▶ **Provided passage**:
A team of researchers has identified a catch-22 of lower back pain.
Those with lower back injuries can worsen their pain by avoiding using hurt muscles.
Other muscles, including those in the abdomen or on the sides of the torso, contort to compensate, leading to greater pressure on the spine and damaging discs.
Researchers have long suspected that patients guard their trunk muscles but this study has shown for the first time how this results in increases in spine loading that can lead to secondary back injuries.
The investigators then measured the electrical activity of participants' muscles and compared pressure on the spine, known as spine loading, and the side-to-side force on the spine, know as lateral shear.
Adults with lower back injuries used more muscles in the back when lifting, creating greater pressure on the spine. Injured patients experienced about 26% greater spine compression, a 75% increase in lateral shear, and used significantly more muscle activity for 10 muscles than noninjured adults.
Additionally, people with lower back pain weighed more than their uninjured peers, a factor that significantly increased pressure on the spine.

Stored data:
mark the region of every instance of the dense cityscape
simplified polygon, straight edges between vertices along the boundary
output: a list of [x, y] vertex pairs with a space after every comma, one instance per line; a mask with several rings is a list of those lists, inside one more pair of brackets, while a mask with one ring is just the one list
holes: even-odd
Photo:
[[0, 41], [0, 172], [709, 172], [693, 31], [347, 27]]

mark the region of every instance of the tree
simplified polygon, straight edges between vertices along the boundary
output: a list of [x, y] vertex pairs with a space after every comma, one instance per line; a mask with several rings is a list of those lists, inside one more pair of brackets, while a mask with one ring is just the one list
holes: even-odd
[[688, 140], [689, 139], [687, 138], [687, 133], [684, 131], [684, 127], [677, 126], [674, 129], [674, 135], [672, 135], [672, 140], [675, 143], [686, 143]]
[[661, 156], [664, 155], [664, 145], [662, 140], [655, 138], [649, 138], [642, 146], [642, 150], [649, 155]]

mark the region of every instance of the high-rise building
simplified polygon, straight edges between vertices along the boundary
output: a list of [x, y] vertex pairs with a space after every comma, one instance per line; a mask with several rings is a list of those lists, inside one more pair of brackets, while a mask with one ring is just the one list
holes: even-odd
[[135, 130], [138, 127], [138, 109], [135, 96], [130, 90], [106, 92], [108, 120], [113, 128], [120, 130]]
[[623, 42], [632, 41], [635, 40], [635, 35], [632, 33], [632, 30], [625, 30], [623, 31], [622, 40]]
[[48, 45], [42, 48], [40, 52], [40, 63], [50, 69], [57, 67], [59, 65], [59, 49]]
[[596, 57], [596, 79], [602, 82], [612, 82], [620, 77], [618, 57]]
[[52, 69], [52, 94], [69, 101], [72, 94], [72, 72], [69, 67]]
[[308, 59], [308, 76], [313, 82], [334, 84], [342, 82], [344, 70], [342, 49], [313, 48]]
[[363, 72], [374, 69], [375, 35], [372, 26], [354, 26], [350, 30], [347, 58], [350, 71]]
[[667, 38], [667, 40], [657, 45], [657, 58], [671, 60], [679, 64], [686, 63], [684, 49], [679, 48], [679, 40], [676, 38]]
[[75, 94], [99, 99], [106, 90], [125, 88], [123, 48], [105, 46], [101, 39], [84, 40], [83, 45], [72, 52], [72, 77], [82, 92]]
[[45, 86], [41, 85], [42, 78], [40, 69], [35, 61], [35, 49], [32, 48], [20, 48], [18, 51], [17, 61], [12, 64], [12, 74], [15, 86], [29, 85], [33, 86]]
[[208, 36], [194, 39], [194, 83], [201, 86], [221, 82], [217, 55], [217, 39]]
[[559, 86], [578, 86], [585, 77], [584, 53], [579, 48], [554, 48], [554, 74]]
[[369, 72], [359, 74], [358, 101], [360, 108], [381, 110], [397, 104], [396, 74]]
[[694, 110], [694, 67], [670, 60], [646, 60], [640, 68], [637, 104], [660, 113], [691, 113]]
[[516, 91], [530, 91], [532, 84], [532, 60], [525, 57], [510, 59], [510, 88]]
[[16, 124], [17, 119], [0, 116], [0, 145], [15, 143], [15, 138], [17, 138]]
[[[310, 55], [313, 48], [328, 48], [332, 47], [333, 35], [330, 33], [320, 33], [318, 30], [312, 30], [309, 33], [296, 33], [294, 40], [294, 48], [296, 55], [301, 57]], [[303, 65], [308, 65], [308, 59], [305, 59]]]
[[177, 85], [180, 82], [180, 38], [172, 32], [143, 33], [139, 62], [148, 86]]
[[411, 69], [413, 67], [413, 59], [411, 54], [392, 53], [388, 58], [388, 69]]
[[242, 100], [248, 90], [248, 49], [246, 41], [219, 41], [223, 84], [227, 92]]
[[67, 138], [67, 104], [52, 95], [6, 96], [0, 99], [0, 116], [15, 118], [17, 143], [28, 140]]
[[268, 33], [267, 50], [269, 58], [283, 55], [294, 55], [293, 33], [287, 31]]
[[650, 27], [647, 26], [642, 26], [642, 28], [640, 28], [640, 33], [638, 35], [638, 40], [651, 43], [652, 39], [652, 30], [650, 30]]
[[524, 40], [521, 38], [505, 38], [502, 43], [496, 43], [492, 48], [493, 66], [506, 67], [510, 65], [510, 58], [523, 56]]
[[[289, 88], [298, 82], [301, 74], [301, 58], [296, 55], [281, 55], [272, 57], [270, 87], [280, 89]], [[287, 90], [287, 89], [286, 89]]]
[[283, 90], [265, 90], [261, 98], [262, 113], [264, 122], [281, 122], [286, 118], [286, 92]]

▶ **Instructions**:
1. In the lower back pain text, list the three differences between injured and noninjured adults that the sentence beginning "Injured patients experienced" reports, with the figure given for each.
2. Extend the text on lower back pain past its final sentence.
None of the stored data is needed for this work.

▶ **Activity answers**:
1.
- About 26% greater spine compression
- A 75% increase in lateral shear
- Significantly more muscle activity for 10 muscles

2.
Excessive body weight, or a protruding stomach, is like always holding a box in front of you. One must counterbalance the weight with more activity in the back muscles that aren't as far from the spine. It is like a seesaw where the back muscles are not as far from the fulcrum as the weight of the belly.
The results of the study underscore the need for people with lower back pain to trim down, and suggest that physical therapy for certain types of back injuries aim to teach patients how to use their back muscles appropriately, the authors note. Typically, physical therapy focuses on strengthening the trunk muscles.
Spine December 1, 2001;26:2566-2574
Although I am trained as an osteopathic physician, my passion was not treating pain.
I was much more fascinated with biochemistry and nutrition. I thought it would be nice to have the skill to help people with the muscle pains, but it clearly was not a major focus for me and I gradually used it less and less in my practice.
With time I learned manual maneuvers that were developed in Australia that seem to be far superior to any conventional osteopathic or chiropractic treatment that I am aware of.
Traditional osteopathic manipulations or chiropractic adjustments are far superior to the traditional medical approach to low back pain. Most physical therapists also provide superior treatment for these problems.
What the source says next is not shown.